(Dataset rows on where objects appear)
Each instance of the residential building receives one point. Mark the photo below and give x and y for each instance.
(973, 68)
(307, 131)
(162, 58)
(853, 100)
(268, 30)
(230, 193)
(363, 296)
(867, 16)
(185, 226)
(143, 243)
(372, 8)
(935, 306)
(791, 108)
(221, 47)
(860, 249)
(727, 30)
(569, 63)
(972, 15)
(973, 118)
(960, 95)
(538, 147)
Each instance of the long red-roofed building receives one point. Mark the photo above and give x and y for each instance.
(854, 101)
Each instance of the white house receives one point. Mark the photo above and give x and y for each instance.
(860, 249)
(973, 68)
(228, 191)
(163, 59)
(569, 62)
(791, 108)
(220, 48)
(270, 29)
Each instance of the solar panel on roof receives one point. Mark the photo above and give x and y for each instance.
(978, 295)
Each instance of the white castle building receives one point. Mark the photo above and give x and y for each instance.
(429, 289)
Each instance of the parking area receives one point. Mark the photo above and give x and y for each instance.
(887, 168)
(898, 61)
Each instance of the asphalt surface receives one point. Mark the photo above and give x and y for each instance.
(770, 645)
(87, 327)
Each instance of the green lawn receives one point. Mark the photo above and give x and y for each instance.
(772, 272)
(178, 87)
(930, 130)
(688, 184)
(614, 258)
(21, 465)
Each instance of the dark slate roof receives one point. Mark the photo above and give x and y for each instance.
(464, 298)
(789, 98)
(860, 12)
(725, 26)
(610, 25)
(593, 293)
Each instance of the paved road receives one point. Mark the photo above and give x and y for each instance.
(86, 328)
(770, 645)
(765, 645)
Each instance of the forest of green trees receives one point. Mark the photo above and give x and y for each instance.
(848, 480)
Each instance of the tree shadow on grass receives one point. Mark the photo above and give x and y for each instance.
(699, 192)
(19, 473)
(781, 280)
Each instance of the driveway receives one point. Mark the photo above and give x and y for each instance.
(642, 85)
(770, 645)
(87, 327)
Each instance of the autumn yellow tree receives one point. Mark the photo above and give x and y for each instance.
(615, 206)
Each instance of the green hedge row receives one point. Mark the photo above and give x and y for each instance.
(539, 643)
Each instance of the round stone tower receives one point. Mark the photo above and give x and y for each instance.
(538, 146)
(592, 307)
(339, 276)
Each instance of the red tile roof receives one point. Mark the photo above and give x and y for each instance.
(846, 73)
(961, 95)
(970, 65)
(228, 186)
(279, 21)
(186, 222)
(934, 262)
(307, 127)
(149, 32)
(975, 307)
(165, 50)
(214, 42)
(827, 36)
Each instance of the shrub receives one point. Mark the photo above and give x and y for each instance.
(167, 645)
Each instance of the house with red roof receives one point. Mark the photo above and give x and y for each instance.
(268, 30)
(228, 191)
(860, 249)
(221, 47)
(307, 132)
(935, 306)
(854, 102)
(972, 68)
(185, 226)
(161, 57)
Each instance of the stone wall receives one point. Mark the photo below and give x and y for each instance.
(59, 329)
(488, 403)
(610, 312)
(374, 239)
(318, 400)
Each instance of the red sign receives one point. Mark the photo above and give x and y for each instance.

Work to complete> Quote the material exactly, leaving nothing out.

Response below>
Each instance of the residential building receives one point. Mark the photo below and give x and y for each instance.
(973, 68)
(307, 131)
(162, 58)
(853, 100)
(268, 30)
(230, 193)
(363, 296)
(867, 16)
(185, 226)
(143, 243)
(372, 8)
(935, 306)
(791, 108)
(221, 47)
(860, 249)
(727, 30)
(569, 63)
(972, 15)
(973, 118)
(960, 95)
(538, 147)
Each instance of the long red-roofed building receives one point. Mark the photo above and give x and y for each instance.
(854, 101)
Each instance of the white house receives one point. Mark the photo above and give x and y for each instance.
(860, 249)
(973, 68)
(228, 191)
(163, 59)
(569, 62)
(791, 108)
(220, 48)
(270, 29)
Each instance of the solar panel on roof receives one point. Mark the photo above and give x and y for each instance.
(978, 295)
Each instance of the white castle building receives one point. Mark the photo above and give x and y for each instance.
(429, 289)
Each instance of the parking area receives one point. Mark the photo above and give x and y for each instance.
(887, 168)
(898, 61)
Each instance of the asphalt surface receives one point. Mark the photo above and give x and y for each instance.
(770, 645)
(87, 327)
Each instance of the green lawn receives one point. Mark the photo above and give x and y for each instance.
(772, 272)
(178, 87)
(930, 130)
(688, 184)
(614, 258)
(21, 465)
Each instance of the dark slate roof receives one point. Mark the photo above and give x and y for each instance.
(464, 298)
(789, 98)
(860, 12)
(725, 26)
(610, 25)
(593, 293)
Each instance of the paved road receives one point. Mark the photo above and give x and y for each instance.
(86, 328)
(770, 645)
(765, 645)
Each instance of the forest of green trees receives one point. Mark the photo above and give x and y for each instance.
(848, 480)
Each instance of the tree shadow on grass receives one point. Mark the photo above and give x and y for each instance.
(699, 192)
(19, 473)
(781, 280)
Each instance of the driveway receives one point. Mark the photo above and give x and y for each instance.
(642, 85)
(770, 645)
(87, 327)
Each instance of the autumn yellow tree receives one point. Mark the photo above and give x and y for each instance.
(615, 206)
Each instance of the green hedge row receives one point. Mark the photo above and give x and y for each instance.
(539, 643)
Each instance of the round stone tower receives one point. Mark the photo above and give x and y for each instance.
(538, 146)
(592, 307)
(339, 276)
Each instance of the red tile roof receives one point. Mark the photo above and give x and y for each instance.
(846, 73)
(961, 95)
(970, 65)
(228, 186)
(279, 21)
(186, 222)
(934, 262)
(307, 127)
(149, 32)
(975, 307)
(165, 50)
(214, 42)
(827, 36)
Each instance of the shrub receives one point. Mark the photo above and give x and y for each instance.
(167, 645)
Each instance of the house with red roof receives one point. Mark the photo above and give x and y for each instance.
(268, 30)
(228, 191)
(860, 249)
(221, 47)
(307, 132)
(935, 306)
(854, 102)
(972, 68)
(185, 226)
(161, 57)
Each instance of the stone wall receives one point. Mark the photo below and give x and y for each instance.
(59, 329)
(488, 403)
(610, 312)
(374, 239)
(318, 400)
Each instance of the red sign receives one point. Mark the photo above and give x and y for each instance.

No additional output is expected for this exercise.